_MATERIAL SUPPLIED_.
........
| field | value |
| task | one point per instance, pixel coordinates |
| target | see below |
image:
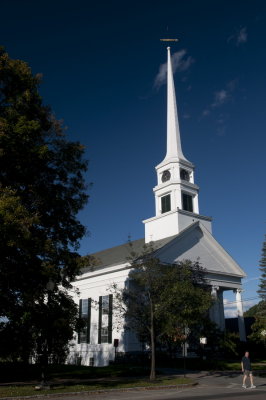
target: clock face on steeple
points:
(166, 176)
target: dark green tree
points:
(162, 302)
(262, 284)
(259, 327)
(42, 189)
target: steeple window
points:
(187, 202)
(184, 175)
(166, 203)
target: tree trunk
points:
(152, 373)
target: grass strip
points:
(29, 390)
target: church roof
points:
(120, 254)
(194, 243)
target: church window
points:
(166, 203)
(187, 202)
(184, 175)
(105, 319)
(85, 315)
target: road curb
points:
(102, 391)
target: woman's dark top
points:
(246, 363)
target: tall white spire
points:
(174, 149)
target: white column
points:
(214, 311)
(221, 310)
(240, 316)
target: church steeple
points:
(176, 194)
(174, 149)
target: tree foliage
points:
(163, 302)
(262, 284)
(42, 189)
(259, 327)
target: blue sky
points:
(100, 63)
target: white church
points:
(178, 231)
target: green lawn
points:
(28, 390)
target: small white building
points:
(178, 232)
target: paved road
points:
(213, 386)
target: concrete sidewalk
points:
(211, 385)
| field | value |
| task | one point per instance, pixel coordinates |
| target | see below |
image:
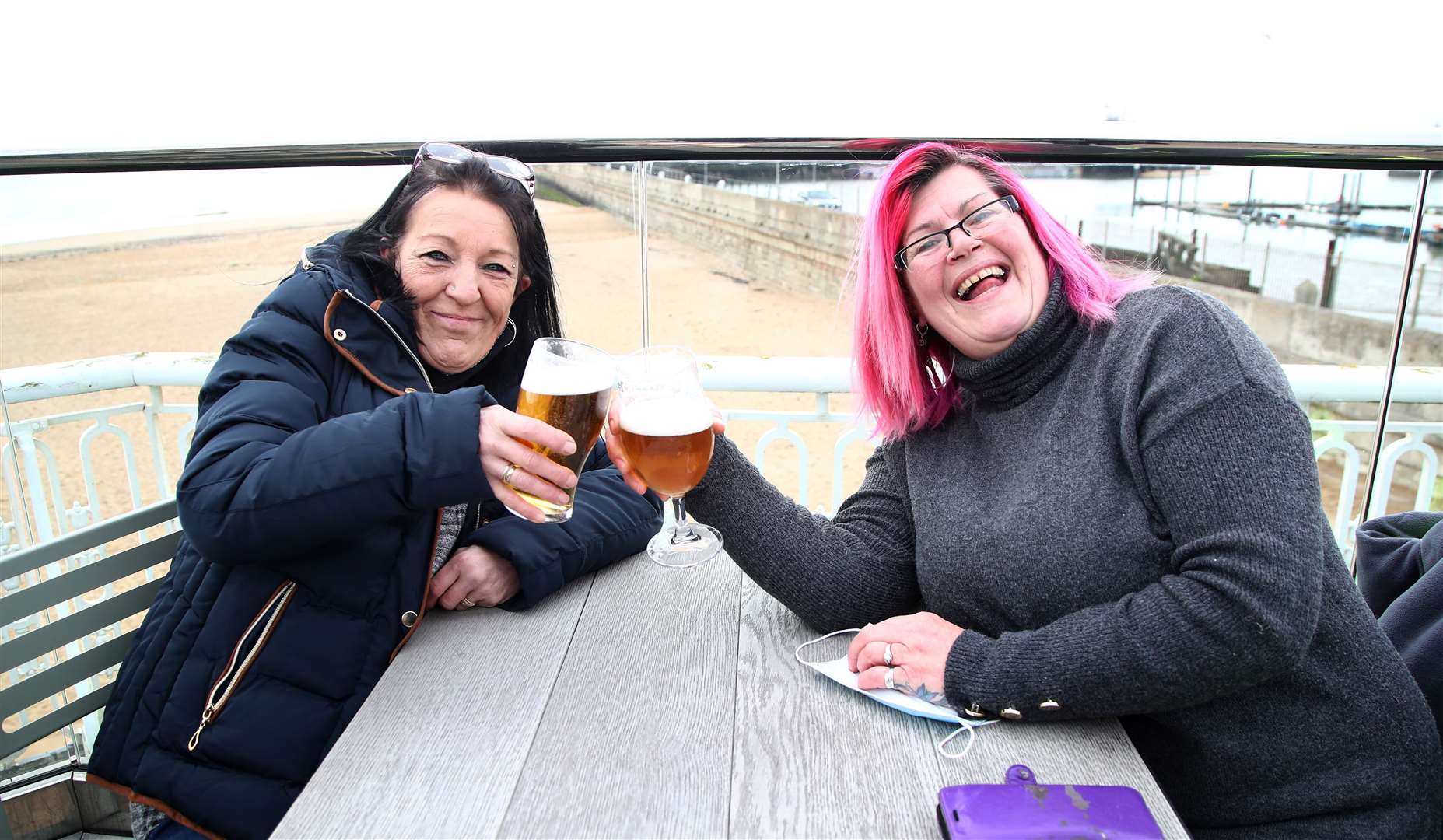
........
Copy every record above exactly as written, but leave out the pictures.

| field | value |
| task | one point per instance, pixel coordinates |
| target | see below |
image:
target: clock face on steeple
points:
(166, 176)
target: dark green tree
points:
(162, 302)
(262, 284)
(259, 327)
(42, 189)
target: steeple window
points:
(187, 202)
(184, 175)
(166, 203)
target: tree trunk
points:
(152, 373)
target: grass strip
points:
(29, 390)
target: church roof
points:
(120, 254)
(194, 243)
target: church window
points:
(166, 203)
(187, 202)
(184, 175)
(105, 319)
(85, 315)
target: road curb
points:
(102, 391)
target: woman's dark top
points:
(246, 363)
target: tall white spire
points:
(174, 149)
target: white column
points:
(214, 311)
(221, 310)
(240, 316)
target: church steeple
points:
(176, 194)
(174, 149)
target: tree foliage
points:
(163, 302)
(262, 284)
(42, 189)
(259, 327)
target: blue sky
points:
(100, 63)
target: white church
points:
(178, 231)
target: green lawn
points:
(28, 390)
target: small white building
points:
(178, 232)
target: paved road
points:
(213, 386)
target: concrete sidewalk
points:
(211, 385)
| field | value |
| task | one point per instance, pixel coordinates |
| target | see below |
image:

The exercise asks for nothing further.